* _Exercise passage_
<<<<

Morgan & Mikhail Chap 10(Analgesic Agents) Flashcards
Opioids
Mechanisms of Action
Opioids bind to specific receptors located throughout the central nervous system,
gastrointestinal tract, and other tissues. Three major opioid receptor types were first identified (Table 10–1): mu (μ, with subtypes μ1 and μ2), kappa (κ), and delta (δ).
Additional opioid receptors include nociceptin and the opioid growth factor receptor
(also known as OGFR or zeta).
Opioids inhibit voltage-gated
calcium channels and activate inwardly rectifying potassium channels. Opioid effects vary based on the duration of exposure, and opioid tolerance leads to changes in opioid responses.
Although opioids provide some degree of sedation and in some species can produce
general anesthesia when given in large doses, they are principally used to provide
analgesia.
Opioid receptor activation inhibits the presynaptic release and postsynaptic
response to excitatory neurotransmitters (eg, acetylcholine, substance P) released by nociceptive neurons. Transmission of pain impulses can be selectively modified at
the level of the dorsal horn of the spinal cord with intrathecal or epidural administration of opioids. Opioid receptors also respond to systemically administered opioids.
Modulation through a descending inhibitory pathway from the periaqueductal gray
matter to the dorsal horn of the spinal cord may also play a role in opioid analgesia.
Although opioids exert their greatest effect within the central nervous system, opioid receptors have also been identified on somatic and sympathetic peripheral nerves.
Certain opioid side effects (eg, constipation) are the result of opioid binding to receptors in peripheral tissues (eg, the gastrointestinal tract), and there are now selective antagonists for opioid actions outside the central nervous system (alvimopan and methylnaltrexone)
Pharmacokinetics: Opioids
A. Absorption
Rapid and complete absorption follows the intramuscular or subcutaneous injection of
hydromorphone, morphine, or meperidine, with peak plasma levels usually reached
after 20 to 60 min. A wide variety of opioids are effective by oral administration, including oxycodone, hydrocodone, codeine, tramadol, morphine, hydromorphone, and
methadone. Oral transmucosal fentanyl citrate absorption (fentanyl “lollipop”) provides rapid onset of analgesia and sedation in patients who are not good candidates for oral,
intravenous, or intramuscular dosing of opioids.
The low molecular weight and high lipid solubility of fentanyl also favor
transdermal absorption (the transdermal fentanyl “patch”). The amount of fentanyl absorbed per unit of time depends on the surface area of skin covered by the patch and also on local skin conditions (eg, blood flow).
Fentanyl is often administered in small doses (10–25 mcg) intrathecally with local anesthetics for spinal anesthesia and adds to the analgesia when included with local anesthetics in epidural infusions. Morphine in doses between 0.1 and 0.5 mg and
hydromorphone in doses between 0.05 and 0.2 mg provide 12 to 18 h of analgesia after intrathecal administration. Morphine, hydromorphone, and fentanyl are commonly
included in local anesthetic solutions infused for postoperative epidural analgesia.

>>>>

* _Extracted entries_
<<<<

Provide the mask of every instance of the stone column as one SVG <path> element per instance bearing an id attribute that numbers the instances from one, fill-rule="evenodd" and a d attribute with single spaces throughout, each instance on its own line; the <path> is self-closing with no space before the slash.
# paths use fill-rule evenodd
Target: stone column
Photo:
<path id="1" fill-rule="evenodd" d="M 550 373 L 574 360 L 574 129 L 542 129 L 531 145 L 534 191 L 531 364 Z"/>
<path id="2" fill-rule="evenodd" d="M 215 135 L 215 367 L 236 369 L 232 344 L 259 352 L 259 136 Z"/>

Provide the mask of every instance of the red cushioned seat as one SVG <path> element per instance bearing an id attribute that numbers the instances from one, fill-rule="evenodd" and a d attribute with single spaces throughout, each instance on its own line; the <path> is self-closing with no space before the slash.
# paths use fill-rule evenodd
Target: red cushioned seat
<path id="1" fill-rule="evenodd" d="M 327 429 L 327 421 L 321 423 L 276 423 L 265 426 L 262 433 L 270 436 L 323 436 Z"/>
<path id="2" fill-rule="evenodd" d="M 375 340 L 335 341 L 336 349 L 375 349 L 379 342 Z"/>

>>>>

* _What to work on_
**1)** Rewrite the opioid flashcards starting with "Certain opioid side" and going on through "(alvimopan and methylnaltrexone)", putting "nausea" in place of "constipation".
**2)** According to the opioid flashcards, how soon are peak plasma levels usually reached after intramuscular or subcutaneous injection of hydromorphone, morphine, or meperidine?

* _Responses per task_
**1)**
Certain opioid side effects (eg, nausea) are the result of opioid binding to receptors in peripheral tissues (eg, the gastrointestinal tract), and there are now selective antagonists for opioid actions outside the central nervous system (alvimopan and methylnaltrexone)

**2)** Usually after 20 to 60 min.